**DATASET EXTRACT:**
- - -

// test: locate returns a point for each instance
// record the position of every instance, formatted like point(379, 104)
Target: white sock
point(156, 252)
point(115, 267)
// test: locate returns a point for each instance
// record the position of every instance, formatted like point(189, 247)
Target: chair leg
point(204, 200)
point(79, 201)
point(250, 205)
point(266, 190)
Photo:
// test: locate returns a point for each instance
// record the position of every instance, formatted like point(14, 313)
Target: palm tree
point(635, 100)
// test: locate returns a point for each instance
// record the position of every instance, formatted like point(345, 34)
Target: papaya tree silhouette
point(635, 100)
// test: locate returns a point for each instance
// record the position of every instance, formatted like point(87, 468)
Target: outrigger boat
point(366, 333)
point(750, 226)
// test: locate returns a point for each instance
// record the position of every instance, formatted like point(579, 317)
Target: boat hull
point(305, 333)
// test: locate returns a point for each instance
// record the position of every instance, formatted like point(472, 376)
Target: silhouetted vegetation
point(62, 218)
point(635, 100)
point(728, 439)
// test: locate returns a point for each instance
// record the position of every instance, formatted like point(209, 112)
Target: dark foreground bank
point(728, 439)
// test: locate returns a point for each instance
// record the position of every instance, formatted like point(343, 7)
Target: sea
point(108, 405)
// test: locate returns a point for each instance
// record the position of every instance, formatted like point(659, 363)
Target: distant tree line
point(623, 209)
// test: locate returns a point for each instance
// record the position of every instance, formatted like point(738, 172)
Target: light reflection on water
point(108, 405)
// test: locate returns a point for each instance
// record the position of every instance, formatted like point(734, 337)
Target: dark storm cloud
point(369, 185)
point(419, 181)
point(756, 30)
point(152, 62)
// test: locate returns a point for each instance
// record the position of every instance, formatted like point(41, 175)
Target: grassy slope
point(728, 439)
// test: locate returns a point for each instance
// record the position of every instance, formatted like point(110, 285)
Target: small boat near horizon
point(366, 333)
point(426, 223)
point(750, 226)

- - -

**INSTRUCTIONS FOR THE TASK:**
Take the lines from the first line of the listing up to and including the line with "like point(472, 376)" and give them again exactly.

**REPLY TO THE EXERCISE:**
// test: locate returns a point for each instance
// record the position of every instance, formatted like point(379, 104)
Target: white sock
point(156, 252)
point(115, 267)
// test: locate returns a point for each instance
// record the position of every instance, formatted like point(189, 247)
Target: chair leg
point(204, 200)
point(79, 201)
point(250, 205)
point(266, 190)
Photo:
// test: locate returns a point for each instance
// record the position of every instance, formatted like point(14, 313)
Target: palm tree
point(635, 100)
// test: locate returns a point for each instance
// record the position of every instance, formatted like point(345, 34)
Target: papaya tree silhouette
point(635, 100)
// test: locate returns a point for each instance
// record the position of every instance, formatted like point(87, 468)
Target: outrigger boat
point(366, 333)
point(750, 226)
// test: locate returns a point for each instance
// record the position of every instance, formatted like point(579, 317)
Target: boat hull
point(305, 333)
// test: locate returns a point for each instance
// record the position of every instance, formatted like point(472, 376)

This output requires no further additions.